[Exercise material Boundary: Start]

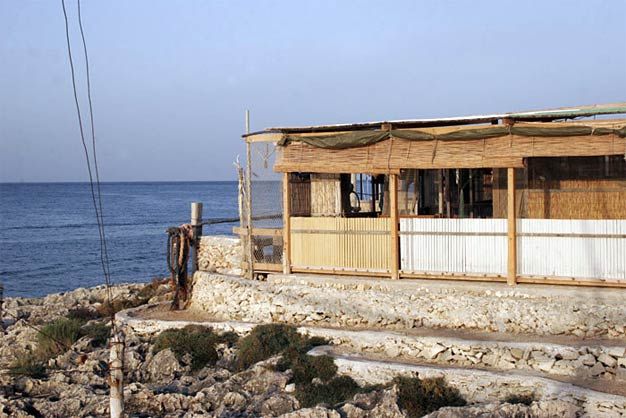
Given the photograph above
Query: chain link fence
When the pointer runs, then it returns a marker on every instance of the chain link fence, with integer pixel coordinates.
(266, 207)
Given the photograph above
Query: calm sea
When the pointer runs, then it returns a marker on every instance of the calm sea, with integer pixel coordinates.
(49, 238)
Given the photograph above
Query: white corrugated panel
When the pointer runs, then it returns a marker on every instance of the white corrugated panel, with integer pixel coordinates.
(572, 248)
(462, 246)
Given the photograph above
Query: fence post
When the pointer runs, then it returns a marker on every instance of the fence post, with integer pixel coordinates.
(116, 377)
(249, 241)
(196, 223)
(393, 219)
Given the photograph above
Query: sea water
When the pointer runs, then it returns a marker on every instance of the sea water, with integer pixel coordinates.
(49, 236)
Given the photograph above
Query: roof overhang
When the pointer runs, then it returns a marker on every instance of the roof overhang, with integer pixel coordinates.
(274, 134)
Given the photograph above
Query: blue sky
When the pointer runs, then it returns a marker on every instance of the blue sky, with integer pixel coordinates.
(171, 79)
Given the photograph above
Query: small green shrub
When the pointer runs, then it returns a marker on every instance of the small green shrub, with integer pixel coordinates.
(98, 332)
(265, 341)
(107, 310)
(151, 289)
(57, 336)
(197, 341)
(82, 314)
(417, 397)
(338, 389)
(525, 399)
(28, 365)
(305, 368)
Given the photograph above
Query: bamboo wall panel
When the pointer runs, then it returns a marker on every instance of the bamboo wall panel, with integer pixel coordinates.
(576, 204)
(360, 244)
(462, 246)
(572, 248)
(395, 154)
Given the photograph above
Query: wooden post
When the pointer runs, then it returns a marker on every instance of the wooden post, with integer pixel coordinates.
(1, 307)
(286, 225)
(116, 377)
(393, 216)
(196, 224)
(511, 277)
(249, 243)
(440, 194)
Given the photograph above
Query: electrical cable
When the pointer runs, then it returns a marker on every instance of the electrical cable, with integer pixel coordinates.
(103, 259)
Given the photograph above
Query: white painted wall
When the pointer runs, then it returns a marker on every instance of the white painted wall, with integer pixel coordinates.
(472, 246)
(557, 248)
(601, 253)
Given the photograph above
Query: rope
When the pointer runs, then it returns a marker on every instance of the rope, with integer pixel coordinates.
(178, 243)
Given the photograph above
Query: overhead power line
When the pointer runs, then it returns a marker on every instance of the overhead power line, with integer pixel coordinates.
(95, 190)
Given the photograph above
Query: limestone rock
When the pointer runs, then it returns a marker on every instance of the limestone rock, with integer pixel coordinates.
(163, 367)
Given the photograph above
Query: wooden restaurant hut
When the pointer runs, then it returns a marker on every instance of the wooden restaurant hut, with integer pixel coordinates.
(530, 197)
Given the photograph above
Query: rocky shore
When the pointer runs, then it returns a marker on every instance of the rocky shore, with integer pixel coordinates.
(73, 382)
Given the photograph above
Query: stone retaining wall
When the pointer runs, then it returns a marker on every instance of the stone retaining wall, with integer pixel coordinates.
(220, 254)
(405, 304)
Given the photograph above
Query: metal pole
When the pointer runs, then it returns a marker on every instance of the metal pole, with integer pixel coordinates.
(250, 248)
(196, 223)
(116, 378)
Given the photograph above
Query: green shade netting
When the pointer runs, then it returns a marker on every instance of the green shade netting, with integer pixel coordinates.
(362, 138)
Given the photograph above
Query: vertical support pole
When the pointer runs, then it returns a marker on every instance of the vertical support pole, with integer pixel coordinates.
(393, 215)
(511, 230)
(249, 243)
(196, 224)
(286, 225)
(448, 194)
(116, 378)
(1, 308)
(440, 182)
(471, 184)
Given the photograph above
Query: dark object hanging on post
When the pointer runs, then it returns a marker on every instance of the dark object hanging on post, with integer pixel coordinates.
(178, 242)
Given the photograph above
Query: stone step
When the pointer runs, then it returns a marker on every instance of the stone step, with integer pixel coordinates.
(479, 386)
(585, 363)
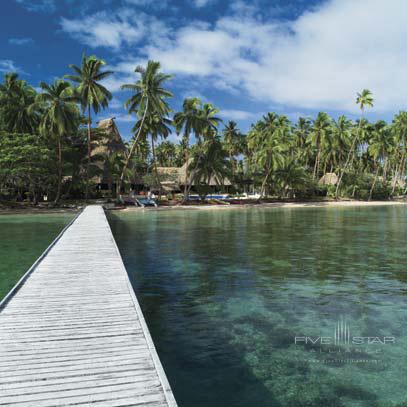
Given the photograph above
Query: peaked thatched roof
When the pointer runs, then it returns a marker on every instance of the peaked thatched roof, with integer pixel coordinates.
(330, 178)
(176, 176)
(108, 143)
(112, 141)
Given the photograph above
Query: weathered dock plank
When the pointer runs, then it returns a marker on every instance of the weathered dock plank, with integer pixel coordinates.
(73, 332)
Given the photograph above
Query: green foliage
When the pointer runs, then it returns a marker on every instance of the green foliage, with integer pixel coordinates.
(26, 164)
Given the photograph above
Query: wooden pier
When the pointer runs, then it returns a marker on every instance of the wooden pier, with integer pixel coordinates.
(72, 332)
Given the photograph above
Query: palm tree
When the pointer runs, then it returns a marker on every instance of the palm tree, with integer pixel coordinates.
(149, 98)
(269, 141)
(61, 117)
(189, 122)
(363, 99)
(301, 132)
(400, 132)
(92, 95)
(341, 141)
(20, 113)
(319, 136)
(231, 140)
(379, 146)
(166, 153)
(209, 162)
(157, 126)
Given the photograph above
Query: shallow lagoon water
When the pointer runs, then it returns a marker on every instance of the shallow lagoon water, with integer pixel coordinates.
(22, 240)
(226, 293)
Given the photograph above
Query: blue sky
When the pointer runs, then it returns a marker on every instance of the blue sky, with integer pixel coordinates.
(295, 57)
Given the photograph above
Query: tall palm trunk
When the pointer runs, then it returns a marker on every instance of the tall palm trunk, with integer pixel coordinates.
(131, 152)
(316, 165)
(399, 169)
(349, 157)
(58, 195)
(89, 152)
(157, 180)
(186, 181)
(264, 183)
(374, 181)
(386, 162)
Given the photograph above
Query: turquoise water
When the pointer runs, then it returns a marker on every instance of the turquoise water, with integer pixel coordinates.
(230, 295)
(22, 240)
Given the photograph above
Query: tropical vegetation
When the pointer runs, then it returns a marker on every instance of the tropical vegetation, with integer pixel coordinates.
(47, 136)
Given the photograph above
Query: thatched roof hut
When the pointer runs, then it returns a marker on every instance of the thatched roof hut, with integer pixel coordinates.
(330, 178)
(173, 178)
(108, 142)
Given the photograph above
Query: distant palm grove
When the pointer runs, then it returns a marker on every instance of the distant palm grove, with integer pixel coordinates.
(48, 140)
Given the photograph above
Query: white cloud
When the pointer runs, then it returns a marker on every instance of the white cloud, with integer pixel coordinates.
(20, 41)
(45, 6)
(231, 114)
(114, 29)
(115, 104)
(318, 61)
(7, 65)
(201, 3)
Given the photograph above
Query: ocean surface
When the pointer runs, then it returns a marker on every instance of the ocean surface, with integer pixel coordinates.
(23, 238)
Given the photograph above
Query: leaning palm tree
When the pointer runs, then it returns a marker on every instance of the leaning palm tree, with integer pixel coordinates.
(319, 136)
(149, 98)
(61, 117)
(92, 95)
(156, 126)
(20, 113)
(210, 162)
(400, 133)
(231, 141)
(189, 122)
(364, 99)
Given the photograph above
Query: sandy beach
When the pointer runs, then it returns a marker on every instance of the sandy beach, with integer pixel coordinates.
(315, 204)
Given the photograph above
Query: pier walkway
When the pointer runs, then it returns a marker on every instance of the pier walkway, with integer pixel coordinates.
(72, 333)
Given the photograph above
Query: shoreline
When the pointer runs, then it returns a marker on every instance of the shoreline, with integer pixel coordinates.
(290, 205)
(304, 204)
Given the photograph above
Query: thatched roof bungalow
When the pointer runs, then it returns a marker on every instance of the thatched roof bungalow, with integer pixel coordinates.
(174, 178)
(330, 178)
(108, 142)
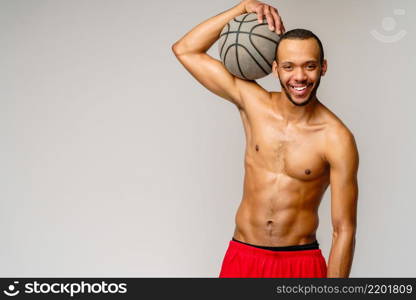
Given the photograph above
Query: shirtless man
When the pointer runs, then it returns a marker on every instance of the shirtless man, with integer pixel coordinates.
(296, 147)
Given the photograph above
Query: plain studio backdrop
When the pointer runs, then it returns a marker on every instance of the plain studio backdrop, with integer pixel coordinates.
(116, 162)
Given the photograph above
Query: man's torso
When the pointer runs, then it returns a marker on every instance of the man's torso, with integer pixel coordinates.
(286, 174)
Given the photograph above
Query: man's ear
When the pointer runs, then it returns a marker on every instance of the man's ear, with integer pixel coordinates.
(324, 67)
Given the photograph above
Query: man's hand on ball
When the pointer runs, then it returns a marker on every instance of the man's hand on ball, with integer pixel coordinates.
(262, 10)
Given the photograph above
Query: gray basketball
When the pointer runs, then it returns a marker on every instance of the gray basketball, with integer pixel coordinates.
(247, 48)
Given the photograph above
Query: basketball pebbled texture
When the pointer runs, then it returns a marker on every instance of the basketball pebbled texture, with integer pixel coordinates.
(247, 48)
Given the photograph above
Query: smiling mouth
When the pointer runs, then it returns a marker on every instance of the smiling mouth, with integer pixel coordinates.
(300, 90)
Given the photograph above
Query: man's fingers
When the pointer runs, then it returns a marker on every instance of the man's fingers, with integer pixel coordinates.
(259, 12)
(279, 28)
(269, 17)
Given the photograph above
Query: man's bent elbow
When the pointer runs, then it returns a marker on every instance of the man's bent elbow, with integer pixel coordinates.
(346, 231)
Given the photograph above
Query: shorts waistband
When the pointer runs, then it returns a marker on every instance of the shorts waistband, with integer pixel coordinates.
(312, 246)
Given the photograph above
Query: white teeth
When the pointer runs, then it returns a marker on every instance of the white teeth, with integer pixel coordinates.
(300, 88)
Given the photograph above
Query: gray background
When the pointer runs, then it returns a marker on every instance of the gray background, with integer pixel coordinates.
(116, 162)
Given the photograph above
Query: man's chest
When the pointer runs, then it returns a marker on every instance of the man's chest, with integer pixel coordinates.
(298, 152)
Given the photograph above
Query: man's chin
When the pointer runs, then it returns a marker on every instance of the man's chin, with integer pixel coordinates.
(300, 101)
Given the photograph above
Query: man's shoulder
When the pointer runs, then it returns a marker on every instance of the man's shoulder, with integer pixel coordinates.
(339, 139)
(335, 128)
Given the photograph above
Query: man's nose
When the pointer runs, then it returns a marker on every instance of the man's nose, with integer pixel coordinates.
(299, 74)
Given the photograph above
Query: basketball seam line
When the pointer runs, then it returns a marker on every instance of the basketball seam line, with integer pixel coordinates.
(246, 32)
(238, 45)
(251, 41)
(236, 48)
(226, 37)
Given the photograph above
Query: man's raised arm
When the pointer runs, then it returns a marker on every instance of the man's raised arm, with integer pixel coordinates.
(191, 51)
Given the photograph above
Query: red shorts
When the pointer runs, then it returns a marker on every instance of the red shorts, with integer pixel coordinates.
(242, 260)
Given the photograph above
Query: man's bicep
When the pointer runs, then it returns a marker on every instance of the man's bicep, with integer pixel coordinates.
(343, 159)
(212, 74)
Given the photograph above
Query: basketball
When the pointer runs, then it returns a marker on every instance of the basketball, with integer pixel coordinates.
(247, 48)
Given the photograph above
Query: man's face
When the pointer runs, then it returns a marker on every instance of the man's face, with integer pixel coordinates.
(299, 69)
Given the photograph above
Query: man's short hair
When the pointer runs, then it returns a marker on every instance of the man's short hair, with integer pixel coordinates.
(301, 34)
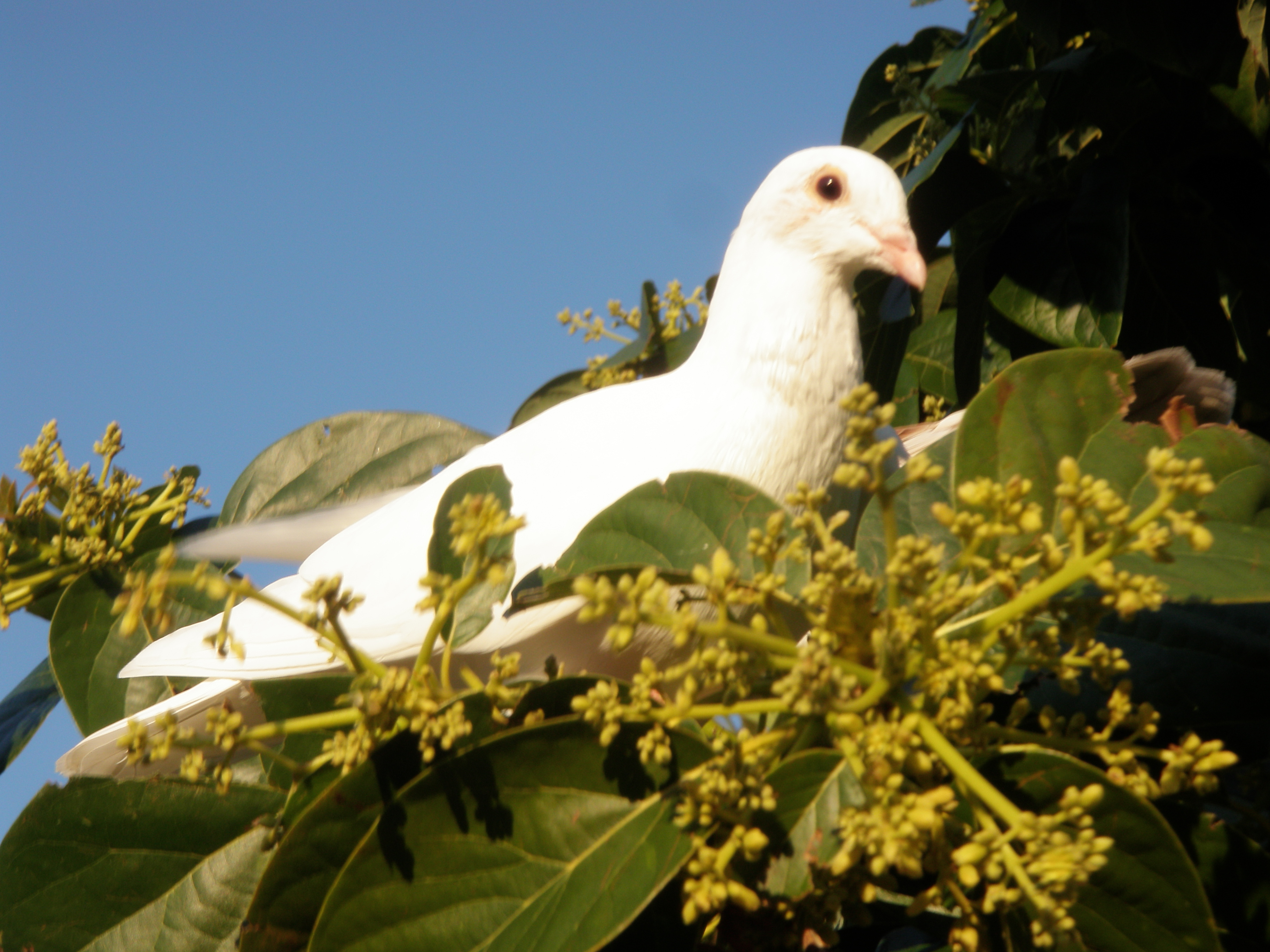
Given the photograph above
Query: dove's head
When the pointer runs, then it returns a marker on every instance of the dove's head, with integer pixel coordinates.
(841, 207)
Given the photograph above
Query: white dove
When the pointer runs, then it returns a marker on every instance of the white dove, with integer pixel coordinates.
(758, 400)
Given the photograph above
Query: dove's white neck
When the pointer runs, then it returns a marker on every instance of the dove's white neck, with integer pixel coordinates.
(782, 322)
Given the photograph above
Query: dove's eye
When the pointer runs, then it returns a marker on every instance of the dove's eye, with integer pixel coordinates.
(830, 187)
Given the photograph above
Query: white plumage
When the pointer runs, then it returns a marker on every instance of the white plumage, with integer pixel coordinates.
(758, 400)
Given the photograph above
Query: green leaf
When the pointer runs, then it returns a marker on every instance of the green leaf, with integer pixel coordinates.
(1034, 413)
(323, 837)
(1235, 871)
(342, 459)
(930, 352)
(79, 630)
(1236, 569)
(675, 526)
(940, 291)
(926, 168)
(877, 102)
(1067, 266)
(887, 131)
(25, 709)
(912, 513)
(202, 912)
(554, 391)
(1149, 897)
(539, 838)
(473, 612)
(812, 790)
(84, 857)
(974, 237)
(680, 348)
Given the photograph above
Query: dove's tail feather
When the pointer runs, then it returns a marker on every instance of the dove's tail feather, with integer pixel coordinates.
(101, 756)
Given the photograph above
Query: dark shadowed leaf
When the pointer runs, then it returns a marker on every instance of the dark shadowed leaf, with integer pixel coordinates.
(674, 526)
(324, 836)
(83, 858)
(202, 912)
(539, 838)
(1067, 267)
(812, 790)
(1034, 413)
(1149, 897)
(1235, 871)
(342, 459)
(25, 709)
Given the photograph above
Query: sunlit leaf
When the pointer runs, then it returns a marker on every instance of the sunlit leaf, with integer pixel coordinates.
(539, 838)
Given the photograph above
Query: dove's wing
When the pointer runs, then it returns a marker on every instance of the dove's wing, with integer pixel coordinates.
(758, 400)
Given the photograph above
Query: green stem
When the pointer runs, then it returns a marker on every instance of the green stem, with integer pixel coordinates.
(877, 692)
(1080, 744)
(355, 657)
(303, 725)
(266, 751)
(964, 771)
(1075, 570)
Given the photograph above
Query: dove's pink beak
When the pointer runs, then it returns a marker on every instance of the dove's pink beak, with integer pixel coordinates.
(900, 252)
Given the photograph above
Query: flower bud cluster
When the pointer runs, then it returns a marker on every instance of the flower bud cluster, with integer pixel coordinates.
(1192, 764)
(865, 455)
(143, 749)
(816, 686)
(900, 831)
(733, 782)
(709, 885)
(68, 521)
(1060, 852)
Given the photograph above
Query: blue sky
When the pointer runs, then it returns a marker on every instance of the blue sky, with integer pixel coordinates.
(221, 221)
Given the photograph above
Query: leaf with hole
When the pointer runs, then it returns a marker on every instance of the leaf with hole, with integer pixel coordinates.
(343, 459)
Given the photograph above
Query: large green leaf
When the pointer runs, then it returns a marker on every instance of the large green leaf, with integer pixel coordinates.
(323, 837)
(912, 513)
(674, 526)
(474, 610)
(78, 633)
(1067, 267)
(930, 352)
(1236, 569)
(1149, 897)
(87, 648)
(812, 790)
(539, 838)
(202, 912)
(342, 459)
(25, 709)
(1235, 871)
(83, 858)
(1034, 413)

[Exercise material Boundary: End]

Return, unchanged, each line from the line containing "Query: dove's wing" through the last line of the material.

Query: dove's wing
When the pointer runs, then it returns a marker on every instance of the dove's wing, with integer pixel coordinates.
(758, 400)
Given the photograph above
Query: green stem
When the pointer runs, then it returns a marker on every instance of the green stem, with integer pixel coordinates.
(877, 692)
(1080, 744)
(355, 657)
(303, 725)
(266, 751)
(964, 771)
(1075, 570)
Given the photograph above
Query: dove's pink beak
When the pointer runs, then it returns a marker on every instance of the dove's pink beak, with integer pixel coordinates.
(900, 252)
Given the photograph above
Query: flower bud cluster
When the pointer runs, then it returns a marker on every instance of the flower bud cluster, with integer pixel coordinates.
(1192, 764)
(865, 455)
(143, 749)
(816, 686)
(900, 831)
(733, 782)
(709, 885)
(68, 521)
(1060, 852)
Given the photograph above
Query: blue sky
When the pointer runs, then it returns a marker on every instance of the blue sky, with integer pixel coordinates.
(221, 221)
Given the photograph above
Query: leaf with hole
When the pointer runs, then it returns a marker on every instance of the leaf with hole, with integer pixel coordinates.
(343, 459)
Given the photograph above
Query: large green leaf
When the pointer runs, then it returns a marker on every instance of the large green leaf, with integer pixel coordinates.
(323, 837)
(912, 513)
(674, 526)
(474, 610)
(78, 633)
(1067, 267)
(930, 352)
(1236, 569)
(1149, 897)
(87, 648)
(812, 790)
(539, 838)
(202, 912)
(342, 459)
(25, 709)
(1235, 871)
(83, 858)
(1034, 413)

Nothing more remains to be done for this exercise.